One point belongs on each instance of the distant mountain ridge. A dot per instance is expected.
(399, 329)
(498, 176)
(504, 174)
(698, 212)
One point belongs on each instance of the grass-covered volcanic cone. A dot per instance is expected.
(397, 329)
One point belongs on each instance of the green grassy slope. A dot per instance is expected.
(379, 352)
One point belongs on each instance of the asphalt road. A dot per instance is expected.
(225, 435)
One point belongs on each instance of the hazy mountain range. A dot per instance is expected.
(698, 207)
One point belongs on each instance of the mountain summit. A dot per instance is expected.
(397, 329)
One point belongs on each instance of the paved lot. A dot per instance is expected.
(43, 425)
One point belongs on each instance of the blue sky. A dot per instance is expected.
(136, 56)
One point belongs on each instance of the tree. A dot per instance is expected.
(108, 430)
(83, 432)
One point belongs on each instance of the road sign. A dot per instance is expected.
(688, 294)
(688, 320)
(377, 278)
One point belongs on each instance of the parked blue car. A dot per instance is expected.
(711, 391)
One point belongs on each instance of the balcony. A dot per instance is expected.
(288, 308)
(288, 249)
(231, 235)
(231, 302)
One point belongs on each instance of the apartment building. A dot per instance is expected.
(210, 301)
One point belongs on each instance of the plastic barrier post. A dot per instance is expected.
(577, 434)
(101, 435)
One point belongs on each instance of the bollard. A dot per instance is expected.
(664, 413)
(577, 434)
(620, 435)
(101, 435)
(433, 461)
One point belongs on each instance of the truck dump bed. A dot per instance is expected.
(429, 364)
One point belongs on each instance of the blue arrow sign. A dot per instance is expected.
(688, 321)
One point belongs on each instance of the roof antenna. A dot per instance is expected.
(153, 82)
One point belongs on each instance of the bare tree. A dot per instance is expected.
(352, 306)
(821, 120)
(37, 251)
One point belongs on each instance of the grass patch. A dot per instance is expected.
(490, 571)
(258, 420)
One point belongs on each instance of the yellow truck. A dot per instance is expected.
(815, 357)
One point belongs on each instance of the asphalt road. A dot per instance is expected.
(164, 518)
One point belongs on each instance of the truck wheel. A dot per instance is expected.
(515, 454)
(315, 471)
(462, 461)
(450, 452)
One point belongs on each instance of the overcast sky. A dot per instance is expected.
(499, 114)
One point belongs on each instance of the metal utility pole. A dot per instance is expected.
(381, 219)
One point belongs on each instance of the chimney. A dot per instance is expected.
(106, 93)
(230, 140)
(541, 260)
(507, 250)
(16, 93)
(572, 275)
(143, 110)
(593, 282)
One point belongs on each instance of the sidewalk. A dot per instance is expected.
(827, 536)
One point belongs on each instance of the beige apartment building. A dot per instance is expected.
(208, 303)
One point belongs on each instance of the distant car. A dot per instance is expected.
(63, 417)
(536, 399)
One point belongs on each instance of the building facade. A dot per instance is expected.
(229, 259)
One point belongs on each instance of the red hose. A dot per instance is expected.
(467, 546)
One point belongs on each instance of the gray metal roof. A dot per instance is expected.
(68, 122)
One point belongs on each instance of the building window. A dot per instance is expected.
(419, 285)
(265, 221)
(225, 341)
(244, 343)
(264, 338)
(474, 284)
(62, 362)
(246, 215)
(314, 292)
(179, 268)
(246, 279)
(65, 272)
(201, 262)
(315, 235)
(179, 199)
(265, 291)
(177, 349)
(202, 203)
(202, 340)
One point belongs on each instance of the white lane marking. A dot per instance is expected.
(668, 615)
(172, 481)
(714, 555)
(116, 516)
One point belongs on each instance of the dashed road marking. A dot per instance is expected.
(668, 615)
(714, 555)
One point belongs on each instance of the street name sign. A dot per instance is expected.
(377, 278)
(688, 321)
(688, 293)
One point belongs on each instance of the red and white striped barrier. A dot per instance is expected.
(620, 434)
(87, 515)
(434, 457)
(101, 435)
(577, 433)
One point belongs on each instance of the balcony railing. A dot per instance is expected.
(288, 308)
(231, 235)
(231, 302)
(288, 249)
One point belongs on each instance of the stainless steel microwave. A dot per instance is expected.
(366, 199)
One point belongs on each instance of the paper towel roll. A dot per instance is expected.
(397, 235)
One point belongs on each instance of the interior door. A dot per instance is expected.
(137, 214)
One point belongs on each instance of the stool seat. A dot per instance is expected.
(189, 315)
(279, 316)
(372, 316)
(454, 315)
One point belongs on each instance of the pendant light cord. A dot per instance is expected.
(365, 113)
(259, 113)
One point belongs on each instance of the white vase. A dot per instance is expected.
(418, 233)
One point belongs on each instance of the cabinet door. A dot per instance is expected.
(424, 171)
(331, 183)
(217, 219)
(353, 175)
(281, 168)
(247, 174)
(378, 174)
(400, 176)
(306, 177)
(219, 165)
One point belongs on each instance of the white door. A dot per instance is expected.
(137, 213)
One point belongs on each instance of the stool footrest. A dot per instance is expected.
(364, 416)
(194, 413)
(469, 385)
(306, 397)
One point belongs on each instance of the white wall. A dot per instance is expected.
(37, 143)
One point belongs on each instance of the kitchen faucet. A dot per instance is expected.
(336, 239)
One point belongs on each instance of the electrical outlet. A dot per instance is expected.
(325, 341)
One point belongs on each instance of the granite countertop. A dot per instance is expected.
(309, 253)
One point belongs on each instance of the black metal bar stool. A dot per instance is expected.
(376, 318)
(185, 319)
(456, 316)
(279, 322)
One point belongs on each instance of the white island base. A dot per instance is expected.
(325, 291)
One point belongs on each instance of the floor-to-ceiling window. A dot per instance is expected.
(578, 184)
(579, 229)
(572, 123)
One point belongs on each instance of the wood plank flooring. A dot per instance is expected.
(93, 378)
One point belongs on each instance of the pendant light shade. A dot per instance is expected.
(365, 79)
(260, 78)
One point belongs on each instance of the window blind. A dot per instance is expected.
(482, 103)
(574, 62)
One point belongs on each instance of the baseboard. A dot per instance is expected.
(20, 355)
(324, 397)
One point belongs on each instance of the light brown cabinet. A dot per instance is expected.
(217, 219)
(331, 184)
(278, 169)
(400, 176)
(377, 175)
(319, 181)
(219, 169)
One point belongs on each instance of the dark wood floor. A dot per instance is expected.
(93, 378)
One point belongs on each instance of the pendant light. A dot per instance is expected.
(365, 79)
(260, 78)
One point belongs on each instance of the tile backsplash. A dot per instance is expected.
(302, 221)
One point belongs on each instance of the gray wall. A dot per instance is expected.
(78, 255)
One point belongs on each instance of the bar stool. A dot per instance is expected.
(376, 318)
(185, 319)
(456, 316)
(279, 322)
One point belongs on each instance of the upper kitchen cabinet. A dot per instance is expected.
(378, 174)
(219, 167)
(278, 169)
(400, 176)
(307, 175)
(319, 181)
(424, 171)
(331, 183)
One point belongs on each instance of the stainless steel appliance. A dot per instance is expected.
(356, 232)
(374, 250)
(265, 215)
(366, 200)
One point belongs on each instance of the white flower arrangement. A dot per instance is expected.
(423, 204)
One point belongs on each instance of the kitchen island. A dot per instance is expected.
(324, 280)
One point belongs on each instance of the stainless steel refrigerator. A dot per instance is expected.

+ + + +

== Stated task ==
Please copy the data from the line containing "One point belongs on each instance of the kitchen island." through the end of the data, leaving each text line unchanged. Scale every point coordinate by 1.3 and round it to a whole number, with halves rounded up.

== Written answer ==
One point belongs on each instance of the kitchen island. A dot per instance is expected.
(421, 364)
One point belongs on each instance of the stainless steel refrigerator. A dot per instance is expected.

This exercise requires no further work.